* Data lines *
========

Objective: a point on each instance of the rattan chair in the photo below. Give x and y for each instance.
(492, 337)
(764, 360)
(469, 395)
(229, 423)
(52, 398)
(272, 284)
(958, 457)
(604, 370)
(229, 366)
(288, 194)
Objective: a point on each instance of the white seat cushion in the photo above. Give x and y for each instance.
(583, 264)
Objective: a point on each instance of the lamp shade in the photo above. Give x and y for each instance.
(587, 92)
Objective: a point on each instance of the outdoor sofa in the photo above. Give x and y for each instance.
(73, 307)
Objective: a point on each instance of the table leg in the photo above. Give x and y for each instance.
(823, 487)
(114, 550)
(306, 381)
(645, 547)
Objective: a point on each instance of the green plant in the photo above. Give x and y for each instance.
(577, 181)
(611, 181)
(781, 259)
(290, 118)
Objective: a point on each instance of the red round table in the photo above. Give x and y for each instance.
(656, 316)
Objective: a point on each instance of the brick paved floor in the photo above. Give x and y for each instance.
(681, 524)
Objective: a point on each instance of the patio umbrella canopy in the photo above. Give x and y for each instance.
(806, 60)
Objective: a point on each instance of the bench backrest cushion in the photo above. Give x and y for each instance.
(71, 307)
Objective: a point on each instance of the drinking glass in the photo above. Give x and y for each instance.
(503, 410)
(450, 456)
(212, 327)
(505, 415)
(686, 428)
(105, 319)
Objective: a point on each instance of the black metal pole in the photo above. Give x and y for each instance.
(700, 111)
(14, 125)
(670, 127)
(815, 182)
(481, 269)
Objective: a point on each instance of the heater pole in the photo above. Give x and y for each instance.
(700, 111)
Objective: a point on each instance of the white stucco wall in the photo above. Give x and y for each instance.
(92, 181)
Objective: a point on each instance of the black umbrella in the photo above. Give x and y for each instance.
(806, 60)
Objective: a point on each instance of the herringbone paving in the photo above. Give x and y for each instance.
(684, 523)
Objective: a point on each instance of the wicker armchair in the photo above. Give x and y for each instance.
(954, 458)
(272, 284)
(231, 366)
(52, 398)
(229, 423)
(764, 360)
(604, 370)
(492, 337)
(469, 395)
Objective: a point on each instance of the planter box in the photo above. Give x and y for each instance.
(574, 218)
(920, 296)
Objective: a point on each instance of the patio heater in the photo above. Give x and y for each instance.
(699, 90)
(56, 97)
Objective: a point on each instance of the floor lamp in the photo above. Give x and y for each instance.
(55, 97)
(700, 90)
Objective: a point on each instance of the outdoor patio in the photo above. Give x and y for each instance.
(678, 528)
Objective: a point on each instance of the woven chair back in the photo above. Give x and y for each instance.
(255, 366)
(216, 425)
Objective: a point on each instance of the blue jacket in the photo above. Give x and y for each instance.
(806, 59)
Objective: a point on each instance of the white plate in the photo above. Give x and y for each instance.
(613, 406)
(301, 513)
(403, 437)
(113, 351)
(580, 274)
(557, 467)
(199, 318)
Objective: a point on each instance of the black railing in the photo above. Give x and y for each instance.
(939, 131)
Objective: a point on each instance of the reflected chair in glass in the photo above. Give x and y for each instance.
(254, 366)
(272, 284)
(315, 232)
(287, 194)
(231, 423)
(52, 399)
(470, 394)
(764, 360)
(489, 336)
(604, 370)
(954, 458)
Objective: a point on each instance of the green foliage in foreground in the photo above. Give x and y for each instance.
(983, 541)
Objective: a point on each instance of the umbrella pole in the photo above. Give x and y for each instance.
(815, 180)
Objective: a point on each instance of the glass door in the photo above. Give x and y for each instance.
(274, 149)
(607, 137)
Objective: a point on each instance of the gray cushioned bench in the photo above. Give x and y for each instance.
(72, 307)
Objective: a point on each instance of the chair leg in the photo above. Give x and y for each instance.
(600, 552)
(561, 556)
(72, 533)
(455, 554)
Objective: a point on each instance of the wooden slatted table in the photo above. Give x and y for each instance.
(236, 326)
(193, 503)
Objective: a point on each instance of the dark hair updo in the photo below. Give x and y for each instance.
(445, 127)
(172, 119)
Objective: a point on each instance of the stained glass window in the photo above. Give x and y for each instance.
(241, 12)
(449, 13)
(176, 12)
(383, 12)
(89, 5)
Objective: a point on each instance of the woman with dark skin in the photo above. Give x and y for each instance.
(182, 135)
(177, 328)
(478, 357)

========

* Given request *
Reproduce all of the material above with every "Objective" changed to "Goal", keeping everything else the same.

* Result of this task *
Goal: a point on each instance of the rattan chair in the photo below. Give x and y for each instance.
(492, 337)
(764, 360)
(469, 395)
(229, 423)
(52, 398)
(272, 284)
(958, 457)
(604, 370)
(229, 366)
(288, 194)
Goal: a point on each instance of the white seat cushion in the photo above. Give x and y for each instance.
(583, 264)
Goal: a point on each instance of the lamp shade in the photo above. Give x and y for each instance.
(587, 92)
Goal: a point on each instance of the outdoor sofa in the photo above. Give x and y for each instance.
(73, 307)
Goal: a point on each instance of the table leg in the photo above. Give x and y for each instance.
(823, 487)
(114, 550)
(306, 381)
(645, 547)
Goal: a point on each instance of the green plant in the photo above. Give x and y for each instance.
(577, 181)
(611, 181)
(781, 259)
(290, 118)
Goal: a point on each instance of the red round table in the photo above. Give x and y for each instance.
(656, 316)
Goal: a point on each instance of the brick paved floor in the photo above. Give x and y for each instance.
(681, 524)
Goal: a point on each instance of the patio umbrella canopy in the photo above. Give x and y for each instance.
(806, 60)
Goal: a point on each instance of the bench backrest cushion in the photo above. Give x and y for each instance.
(71, 307)
Goal: a point on each instance of the drinking glass in the photo above. Give x and y for each instance.
(503, 410)
(450, 456)
(212, 327)
(505, 415)
(686, 428)
(105, 319)
Goal: a point on each instance of the black metal pole in the photo above. Give x and y for each instance.
(700, 111)
(14, 125)
(670, 127)
(815, 182)
(481, 269)
Goal: a point on each instance of the heater pole in the photo above. Give x and y for each instance.
(700, 111)
Goal: a point on each instance of the white stucco wall in the photo above. Give x and y for each instance.
(92, 181)
Goal: a point on each instance of the black umbrella in the photo above. Give x and y for each instance.
(806, 60)
Goal: a point on each instance of the herringbone paving in the photo above. Give x and y for each instance.
(684, 523)
Goal: a point on each instance of the wicker armchair in the photo above. Give x and y for each instance.
(954, 458)
(272, 284)
(231, 366)
(52, 398)
(229, 423)
(764, 360)
(604, 370)
(492, 337)
(469, 395)
Goal: a point on each instance of the planter box in the photo above. Give x and y for each instance.
(574, 218)
(920, 296)
Goal: a point on each instance of the patio heater in the photo above. Give x and y for each instance.
(699, 90)
(56, 97)
Goal: a point on each instance of the floor lamp in the photo above. Give x and y for each instance.
(55, 97)
(700, 90)
Goal: a point on each instance of the outdoor patio in the photo above. Give x and y for each instance.
(678, 528)
Goal: a point on each instance of the woven chair back in the photo above. Give x and y for each instance.
(255, 366)
(216, 425)
Goal: a point on each instance of the blue jacket in the photo above. Give x and y for each instance.
(806, 59)
Goal: a point on each instance of the white plate in the photo above. Give x and y for each instance.
(613, 406)
(301, 513)
(403, 437)
(113, 351)
(580, 274)
(557, 467)
(199, 318)
Goal: a point on each instance of the black railing in the photo above. Give x and y for each instance.
(939, 131)
Goal: a point on each instance of the reflected chair in glass in the photo above. Give x and y for each instance.
(254, 366)
(272, 284)
(315, 232)
(287, 194)
(231, 423)
(52, 399)
(470, 394)
(764, 360)
(489, 336)
(604, 370)
(954, 458)
Goal: a point on each instance of the green foliage in foreground in the photo above. Give x and y for each instance.
(983, 541)
Goal: a point on each instance of the umbrella pole in the photo above. Give x and y for each instance.
(815, 180)
Goal: a point on each instance of the glass door in the photo above. Give x and y for each instance.
(274, 149)
(607, 137)
Goal: a point on each instance of the gray cushioned bench in the photo above. Give x and y for each instance.
(72, 307)
Goal: a point on each instance of the chair leg in the photo above. Give x and y for each instance.
(600, 552)
(561, 556)
(72, 533)
(455, 554)
Goal: a point on each instance of the wooden slatted table in the photo above. Give x and y for each instance.
(236, 326)
(193, 503)
Goal: a point on each instance of the dark hair updo in the photo below. Give x and y for each instance.
(445, 127)
(172, 119)
Goal: a point on each instance of the stained glass window in the photo above. Give x and y for each instance.
(241, 12)
(449, 13)
(176, 12)
(383, 12)
(89, 5)
Goal: a point on each instance of the woman with dark skin in the photo above. Give x and y for each instance.
(182, 135)
(177, 328)
(478, 357)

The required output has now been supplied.